[Photo labels with boxes]
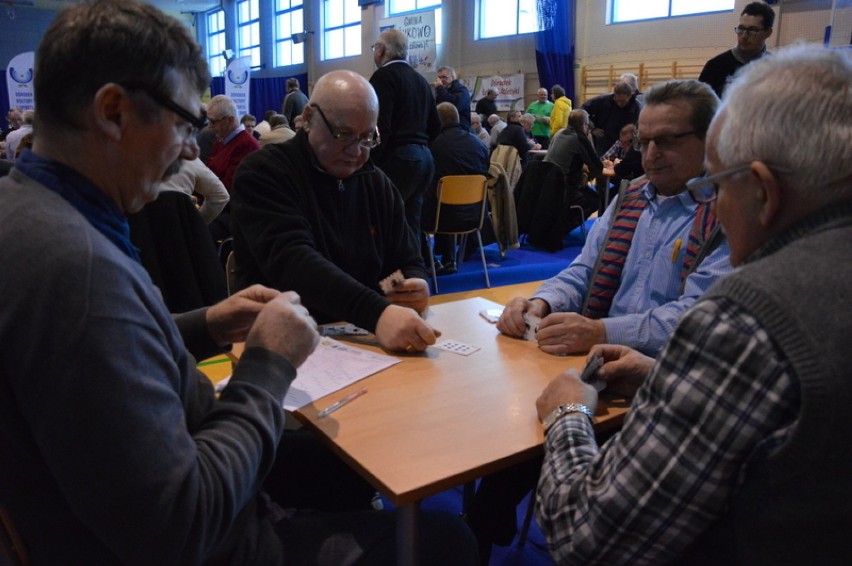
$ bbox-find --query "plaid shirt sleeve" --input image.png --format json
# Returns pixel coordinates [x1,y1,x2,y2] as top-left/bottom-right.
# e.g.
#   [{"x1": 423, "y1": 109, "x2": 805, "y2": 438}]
[{"x1": 536, "y1": 298, "x2": 800, "y2": 566}]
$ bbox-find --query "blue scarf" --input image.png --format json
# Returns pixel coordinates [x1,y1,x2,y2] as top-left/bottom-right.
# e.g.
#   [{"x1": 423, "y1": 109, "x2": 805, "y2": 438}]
[{"x1": 15, "y1": 150, "x2": 140, "y2": 263}]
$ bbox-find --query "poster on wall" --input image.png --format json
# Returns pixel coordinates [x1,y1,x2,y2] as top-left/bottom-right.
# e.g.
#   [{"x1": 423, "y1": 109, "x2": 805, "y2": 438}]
[
  {"x1": 225, "y1": 56, "x2": 251, "y2": 120},
  {"x1": 459, "y1": 73, "x2": 526, "y2": 112},
  {"x1": 6, "y1": 51, "x2": 35, "y2": 110},
  {"x1": 379, "y1": 11, "x2": 438, "y2": 73}
]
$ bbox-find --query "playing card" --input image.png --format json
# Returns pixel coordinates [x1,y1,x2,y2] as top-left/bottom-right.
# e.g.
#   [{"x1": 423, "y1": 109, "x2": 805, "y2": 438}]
[
  {"x1": 435, "y1": 340, "x2": 479, "y2": 356},
  {"x1": 524, "y1": 312, "x2": 541, "y2": 344},
  {"x1": 319, "y1": 324, "x2": 369, "y2": 336},
  {"x1": 580, "y1": 354, "x2": 606, "y2": 392},
  {"x1": 379, "y1": 269, "x2": 405, "y2": 295}
]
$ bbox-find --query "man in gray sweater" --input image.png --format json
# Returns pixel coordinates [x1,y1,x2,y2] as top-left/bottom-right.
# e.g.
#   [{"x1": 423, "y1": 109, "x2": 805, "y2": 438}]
[
  {"x1": 536, "y1": 46, "x2": 852, "y2": 564},
  {"x1": 0, "y1": 0, "x2": 475, "y2": 565}
]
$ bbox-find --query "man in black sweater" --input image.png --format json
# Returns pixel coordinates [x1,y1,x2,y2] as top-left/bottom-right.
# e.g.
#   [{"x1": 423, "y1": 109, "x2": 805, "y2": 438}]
[
  {"x1": 231, "y1": 71, "x2": 438, "y2": 351},
  {"x1": 370, "y1": 29, "x2": 441, "y2": 244}
]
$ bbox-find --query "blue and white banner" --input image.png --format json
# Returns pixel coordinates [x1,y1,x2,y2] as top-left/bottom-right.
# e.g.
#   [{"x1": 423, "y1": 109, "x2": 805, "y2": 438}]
[
  {"x1": 379, "y1": 11, "x2": 438, "y2": 73},
  {"x1": 6, "y1": 51, "x2": 35, "y2": 110},
  {"x1": 225, "y1": 56, "x2": 251, "y2": 120}
]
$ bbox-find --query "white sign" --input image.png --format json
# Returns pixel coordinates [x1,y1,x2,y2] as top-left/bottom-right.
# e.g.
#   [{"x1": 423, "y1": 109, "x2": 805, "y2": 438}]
[
  {"x1": 466, "y1": 73, "x2": 525, "y2": 112},
  {"x1": 379, "y1": 11, "x2": 438, "y2": 73},
  {"x1": 6, "y1": 51, "x2": 35, "y2": 110},
  {"x1": 225, "y1": 56, "x2": 251, "y2": 120}
]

**EXERCISE PROMPT:**
How many lines in the listing above contain the string "white"? Matches must have the same case. Reply with the number only.

**SOLVED EXERCISE:**
2